● RECORDS FOR THE TASK:
^^^^^^^^

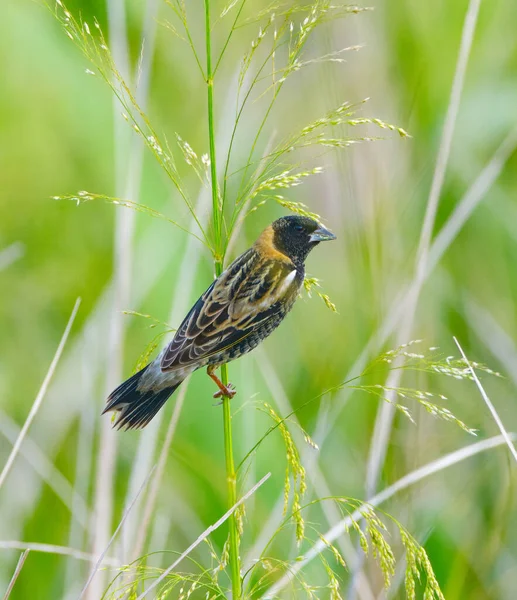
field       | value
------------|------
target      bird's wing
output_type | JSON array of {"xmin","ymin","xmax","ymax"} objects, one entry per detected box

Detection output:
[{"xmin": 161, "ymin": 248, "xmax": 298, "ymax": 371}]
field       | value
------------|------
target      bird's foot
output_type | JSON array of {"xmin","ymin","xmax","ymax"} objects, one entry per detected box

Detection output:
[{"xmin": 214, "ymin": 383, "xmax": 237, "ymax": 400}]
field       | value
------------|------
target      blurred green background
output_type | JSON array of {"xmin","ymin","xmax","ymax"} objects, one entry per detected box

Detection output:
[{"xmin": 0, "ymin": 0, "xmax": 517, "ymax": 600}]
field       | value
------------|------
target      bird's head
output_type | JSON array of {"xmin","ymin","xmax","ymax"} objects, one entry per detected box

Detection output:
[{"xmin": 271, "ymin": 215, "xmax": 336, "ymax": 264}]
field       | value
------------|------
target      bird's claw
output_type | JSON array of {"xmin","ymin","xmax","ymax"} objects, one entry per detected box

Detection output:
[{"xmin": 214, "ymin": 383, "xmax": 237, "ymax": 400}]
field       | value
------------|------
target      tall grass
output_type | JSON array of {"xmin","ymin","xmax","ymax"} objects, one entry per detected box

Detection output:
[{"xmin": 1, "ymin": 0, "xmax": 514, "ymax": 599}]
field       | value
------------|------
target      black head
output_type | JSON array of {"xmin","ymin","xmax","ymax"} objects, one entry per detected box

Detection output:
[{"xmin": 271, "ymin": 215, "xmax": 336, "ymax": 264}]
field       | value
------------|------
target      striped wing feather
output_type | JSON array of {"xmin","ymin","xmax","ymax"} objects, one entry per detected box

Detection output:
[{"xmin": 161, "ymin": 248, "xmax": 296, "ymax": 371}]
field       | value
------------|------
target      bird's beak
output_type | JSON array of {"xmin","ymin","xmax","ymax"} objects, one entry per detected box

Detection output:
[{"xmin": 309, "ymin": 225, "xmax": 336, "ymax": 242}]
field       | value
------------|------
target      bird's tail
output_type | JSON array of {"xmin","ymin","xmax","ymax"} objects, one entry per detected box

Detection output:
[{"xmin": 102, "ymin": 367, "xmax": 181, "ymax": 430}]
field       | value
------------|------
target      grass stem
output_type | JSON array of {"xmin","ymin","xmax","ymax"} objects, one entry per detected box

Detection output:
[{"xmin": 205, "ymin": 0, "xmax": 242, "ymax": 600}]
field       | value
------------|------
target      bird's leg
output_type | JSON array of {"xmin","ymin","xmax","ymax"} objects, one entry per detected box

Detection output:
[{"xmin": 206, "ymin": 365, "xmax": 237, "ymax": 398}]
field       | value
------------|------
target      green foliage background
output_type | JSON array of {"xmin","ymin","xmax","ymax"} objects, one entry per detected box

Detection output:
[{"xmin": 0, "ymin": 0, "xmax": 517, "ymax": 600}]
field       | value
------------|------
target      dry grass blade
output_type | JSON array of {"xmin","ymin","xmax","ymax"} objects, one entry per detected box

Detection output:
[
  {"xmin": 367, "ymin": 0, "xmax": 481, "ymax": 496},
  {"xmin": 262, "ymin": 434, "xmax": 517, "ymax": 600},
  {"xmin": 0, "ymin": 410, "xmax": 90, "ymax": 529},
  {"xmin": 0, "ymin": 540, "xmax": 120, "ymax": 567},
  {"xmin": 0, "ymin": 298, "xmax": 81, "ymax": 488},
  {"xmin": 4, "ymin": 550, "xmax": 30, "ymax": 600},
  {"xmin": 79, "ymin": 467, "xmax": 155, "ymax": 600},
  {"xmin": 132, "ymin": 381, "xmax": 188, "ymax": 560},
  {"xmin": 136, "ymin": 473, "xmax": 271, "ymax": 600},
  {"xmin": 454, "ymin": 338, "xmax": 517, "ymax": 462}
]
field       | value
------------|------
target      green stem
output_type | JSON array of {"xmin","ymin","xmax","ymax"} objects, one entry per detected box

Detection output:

^^^^^^^^

● YOUR GOAL:
Print the whole listing above once more, word for word, without its pictures.

● RESPONSE TO THIS EXERCISE:
field       | value
------------|------
target      bird's wing
output_type | JSON array of {"xmin","ymin","xmax","ymax"} objects, one entry per detected box

Detection output:
[{"xmin": 161, "ymin": 248, "xmax": 298, "ymax": 371}]
field       | value
------------|------
target      bird's foot
output_type | JSON array of {"xmin","ymin","xmax","ymax"} objects, one entry per detected box

Detection output:
[{"xmin": 214, "ymin": 383, "xmax": 237, "ymax": 400}]
field       | value
------------|------
target      blurred green background
output_type | JSON array of {"xmin","ymin","xmax","ymax"} objects, one entry per detected box

Detection output:
[{"xmin": 0, "ymin": 0, "xmax": 517, "ymax": 600}]
field       | value
------------|------
target      bird's head
output_type | JSON array of {"xmin","ymin","xmax","ymax"} objects, one entry per detected box

Detection output:
[{"xmin": 271, "ymin": 215, "xmax": 336, "ymax": 264}]
field       | value
------------|------
target      bird's claw
output_type | JSON array of {"xmin","ymin","xmax","ymax"} objects, one entry per detected box

Detection output:
[{"xmin": 214, "ymin": 383, "xmax": 237, "ymax": 400}]
field       | value
------------|------
target      tall grass
output_type | JSON array of {"xmin","ymin","xmax","ymax"} objects, one entry per detected box

Detection output:
[{"xmin": 1, "ymin": 0, "xmax": 514, "ymax": 599}]
field       | value
------------|------
target      black head
output_type | JSON array of {"xmin","ymin","xmax","ymax"} objects, one entry per detected box

Detection output:
[{"xmin": 271, "ymin": 215, "xmax": 336, "ymax": 264}]
field       | value
------------|------
target      striped wing feather
output_type | JSON array of {"xmin","ymin","xmax","ymax"} objects, one entry per detected box

Detection output:
[{"xmin": 161, "ymin": 248, "xmax": 296, "ymax": 371}]
field       | value
------------|------
target      bird's beak
output_type | JSON array of {"xmin","ymin","xmax","ymax"} objects, one entry per detected box

Detection output:
[{"xmin": 309, "ymin": 225, "xmax": 336, "ymax": 242}]
field       | value
------------|------
target      bird's tail
output_type | JSON array of {"xmin","ymin","xmax","ymax"} objects, one entry per detected box

Detection output:
[{"xmin": 102, "ymin": 367, "xmax": 181, "ymax": 430}]
field       | value
------------|------
target      grass stem
output_type | JSON array of {"xmin","ymin","xmax","ymax"} objects, one entry per detected box

Detection output:
[{"xmin": 205, "ymin": 0, "xmax": 242, "ymax": 600}]
field       | value
------------|------
target      bird's leg
output_type | JSON array of {"xmin","ymin","xmax","ymax"} objects, one entry per detected box

Detection output:
[{"xmin": 206, "ymin": 365, "xmax": 237, "ymax": 398}]
field       | value
------------|------
target      green foliage background
output_type | JSON array of {"xmin","ymin","xmax","ymax"} objects, one entry per detected box

Detection output:
[{"xmin": 0, "ymin": 0, "xmax": 517, "ymax": 600}]
field       | value
------------|------
target      dry grass blade
output_type | JSON array of {"xmin","ymin","xmax","ymax"} objects, one entry per detected box

Detection output:
[
  {"xmin": 367, "ymin": 0, "xmax": 481, "ymax": 496},
  {"xmin": 262, "ymin": 434, "xmax": 517, "ymax": 600},
  {"xmin": 0, "ymin": 410, "xmax": 90, "ymax": 529},
  {"xmin": 0, "ymin": 540, "xmax": 120, "ymax": 567},
  {"xmin": 0, "ymin": 298, "xmax": 81, "ymax": 488},
  {"xmin": 4, "ymin": 550, "xmax": 30, "ymax": 600},
  {"xmin": 79, "ymin": 467, "xmax": 155, "ymax": 600},
  {"xmin": 132, "ymin": 381, "xmax": 188, "ymax": 560},
  {"xmin": 136, "ymin": 473, "xmax": 271, "ymax": 600},
  {"xmin": 454, "ymin": 338, "xmax": 517, "ymax": 462}
]
field       | value
------------|------
target      green stem
output_type | JSON array of {"xmin","ymin","xmax","ymax"} objects, one entry per detected box

Detection output:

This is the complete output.